- _STATED GOAL_:
Reproduce the lines in the listing below word for word, from the line containing "Where can you see the counter" through the end of the listing.

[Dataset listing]
☆ ☆ ☆ ☆ ☆

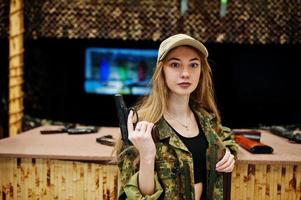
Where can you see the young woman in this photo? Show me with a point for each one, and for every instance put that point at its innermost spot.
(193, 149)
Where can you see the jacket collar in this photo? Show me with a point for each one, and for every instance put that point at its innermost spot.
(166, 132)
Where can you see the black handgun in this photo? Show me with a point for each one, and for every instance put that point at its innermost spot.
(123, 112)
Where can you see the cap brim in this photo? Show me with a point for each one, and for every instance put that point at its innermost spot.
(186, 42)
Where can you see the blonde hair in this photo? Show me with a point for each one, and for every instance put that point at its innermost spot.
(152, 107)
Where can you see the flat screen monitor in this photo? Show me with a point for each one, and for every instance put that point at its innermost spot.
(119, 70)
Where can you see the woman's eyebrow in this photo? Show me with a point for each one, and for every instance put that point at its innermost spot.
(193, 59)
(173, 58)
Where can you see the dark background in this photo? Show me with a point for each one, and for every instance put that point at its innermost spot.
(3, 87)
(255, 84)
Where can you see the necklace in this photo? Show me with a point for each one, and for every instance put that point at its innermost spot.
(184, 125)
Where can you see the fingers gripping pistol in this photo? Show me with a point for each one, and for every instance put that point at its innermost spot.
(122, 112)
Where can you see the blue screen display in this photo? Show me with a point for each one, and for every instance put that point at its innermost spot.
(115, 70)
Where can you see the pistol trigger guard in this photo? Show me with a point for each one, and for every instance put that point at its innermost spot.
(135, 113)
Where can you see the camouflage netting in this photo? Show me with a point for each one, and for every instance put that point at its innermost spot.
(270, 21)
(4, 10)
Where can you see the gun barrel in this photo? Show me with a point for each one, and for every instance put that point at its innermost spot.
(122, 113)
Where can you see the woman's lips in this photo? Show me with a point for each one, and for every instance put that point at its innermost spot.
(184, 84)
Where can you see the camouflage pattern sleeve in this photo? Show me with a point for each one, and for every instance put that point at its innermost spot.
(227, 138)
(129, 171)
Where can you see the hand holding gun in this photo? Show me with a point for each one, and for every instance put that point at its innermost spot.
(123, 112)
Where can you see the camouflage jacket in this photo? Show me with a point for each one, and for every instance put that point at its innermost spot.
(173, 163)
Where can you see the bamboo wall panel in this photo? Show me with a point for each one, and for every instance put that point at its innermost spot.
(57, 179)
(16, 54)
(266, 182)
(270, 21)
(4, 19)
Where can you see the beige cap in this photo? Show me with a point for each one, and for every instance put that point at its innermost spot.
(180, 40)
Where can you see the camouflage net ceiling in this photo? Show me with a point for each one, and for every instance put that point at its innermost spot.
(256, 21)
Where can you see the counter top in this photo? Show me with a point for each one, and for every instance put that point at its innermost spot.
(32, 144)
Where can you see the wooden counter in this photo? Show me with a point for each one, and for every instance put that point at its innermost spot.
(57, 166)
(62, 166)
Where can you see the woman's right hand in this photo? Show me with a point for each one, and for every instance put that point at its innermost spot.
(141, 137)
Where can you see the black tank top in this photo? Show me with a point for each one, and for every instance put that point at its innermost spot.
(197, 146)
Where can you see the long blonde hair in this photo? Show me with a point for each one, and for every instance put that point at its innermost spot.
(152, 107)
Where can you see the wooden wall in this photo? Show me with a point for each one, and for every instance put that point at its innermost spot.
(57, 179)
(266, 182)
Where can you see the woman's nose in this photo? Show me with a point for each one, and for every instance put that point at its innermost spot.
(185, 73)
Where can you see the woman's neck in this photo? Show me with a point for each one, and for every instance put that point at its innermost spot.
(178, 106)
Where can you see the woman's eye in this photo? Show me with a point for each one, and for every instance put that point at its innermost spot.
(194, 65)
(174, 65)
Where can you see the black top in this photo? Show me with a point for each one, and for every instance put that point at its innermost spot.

☆ ☆ ☆ ☆ ☆

- _ANSWER TO THIS EXERCISE_:
Where can you see the counter top in this photo? Show me with a point for each one, and for every instance put that point at its innermost spot.
(32, 144)
Where can you see the wooden counter in this photo? Show me with a point for each one, and for every instance put that point at its innermost spot.
(57, 166)
(62, 166)
Where can you see the woman's right hand in this photo? Show me with a point for each one, and for every instance put that point at its innermost spot.
(141, 137)
Where can you see the black tank top in this photo? Show me with a point for each one, and for every instance put that point at its innermost spot.
(197, 146)
Where can you see the long blonde hair in this photo? Show me with a point for each one, and for every instance put that point at its innermost spot.
(152, 107)
Where can you see the wooden wall in this photo? Show me with a point for each one, and for every instance put that point at its innermost spot.
(57, 179)
(266, 182)
Where can you see the woman's nose in this photo? Show me with a point for each one, and for every instance put that point at its innermost spot.
(185, 73)
Where can you see the woman's neck in this photo? Show me with a point for each one, and for every instance put that point at its innermost spot.
(178, 106)
Where can you see the woman's eye in this photo? Show me with a point for each one, and for every instance put that point at its innermost spot.
(194, 65)
(174, 65)
Where can you see the black top in this photo? Show me with a point for each one, and for every instance put that point at its innermost spot.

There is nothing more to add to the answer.